= Kamashi (woreda) =

District of Ethiopia

Kamashi is one of the 20 Districts of Ethiopia, or woredas, in the Benishangul-Gumuz Region of Ethiopia. Part of the Kamashi Zone, it is bordered by the Didessa River on the east which separates it from Yaso and Belo Jegonfoy, by the Oromia Region on the south and west, and by Agalo Mite on the northwest.

This woreda is located on the western slopes of the Didessa River, with elevations ranging from approximately 2000 meters above sea level in the west to just under 1000 meters at the bottom of the Didessa valley. Notable high points in Kamashi include Mount Dade.

The administrative center of this woreda is named Kamashi; population details of this town are not available. Local tradition reports that the first mosque in what is now Benishangul-Gumuz was founded in Kamashi during the early 19th century by a Bidari trader, 'Ummad wad al-Hajj. Ethiopia Call Ministry, an NGO, has announced that they will begin construction of a modern hospital in Kamashi, starting January 2007. Budgeted at 35 million Birr, construction of the hospital is expected to take three years. On 24 July 2009, the Ethiopian Roads Authority announced that it had completed a gravel road 72 kilometers in length between Kamashi and Yaso woredas at a cost of 149 Birr.

Dataset extract -
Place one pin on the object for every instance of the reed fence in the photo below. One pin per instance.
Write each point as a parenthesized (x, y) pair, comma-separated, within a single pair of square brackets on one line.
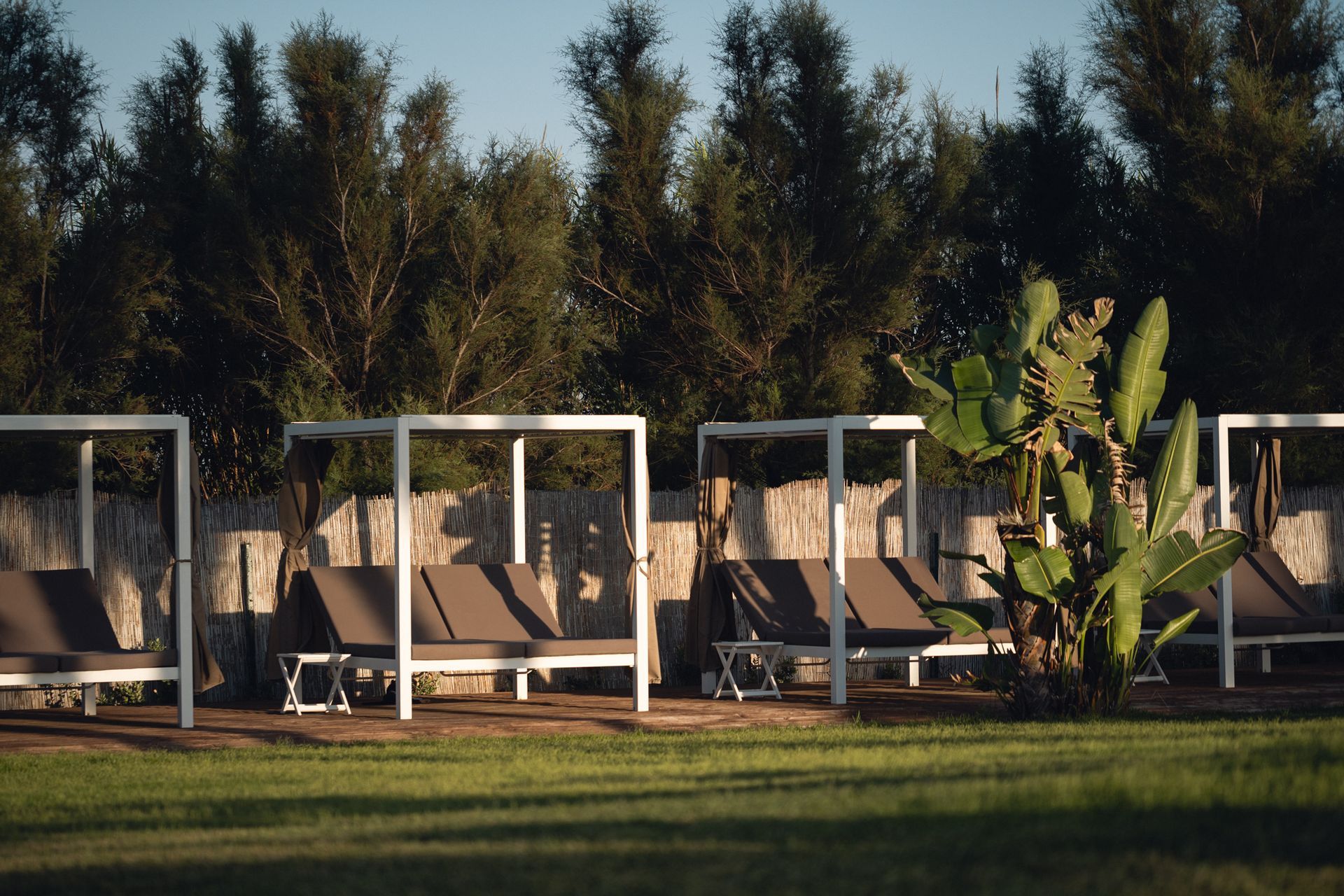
[(574, 543)]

Your tasks -
1 – In the passage on Kamashi woreda, which river forms its eastern border?
2 – Continue the passage on Kamashi woreda after its last sentence.

Responses for each task -
1 – The Didessa River.

2 –
==Demographics==
The 2007 national census reported a total population for this woreda of 17,883, of whom 9,170 were men and 8,713 were women; 5,917 or 33.09% of its population were urban dwellers. The majority of the inhabitants said they were Protestant, with 66% of the population reporting they observed this belief, while 29.7% of the population practiced Ethiopian Orthodox Christianity, and 2.64% practiced traditional beliefs.

Based on figures from the Central Statistical Agency in 2005, this woreda has an estimated total population of 11,055, of whom 5,679 are men and 5,376 are women. With an estimated area of 1,622.50 square kilometers, Kamashi has a population density of 6.8 people per square kilometer which is less than the Zone average of 7.61.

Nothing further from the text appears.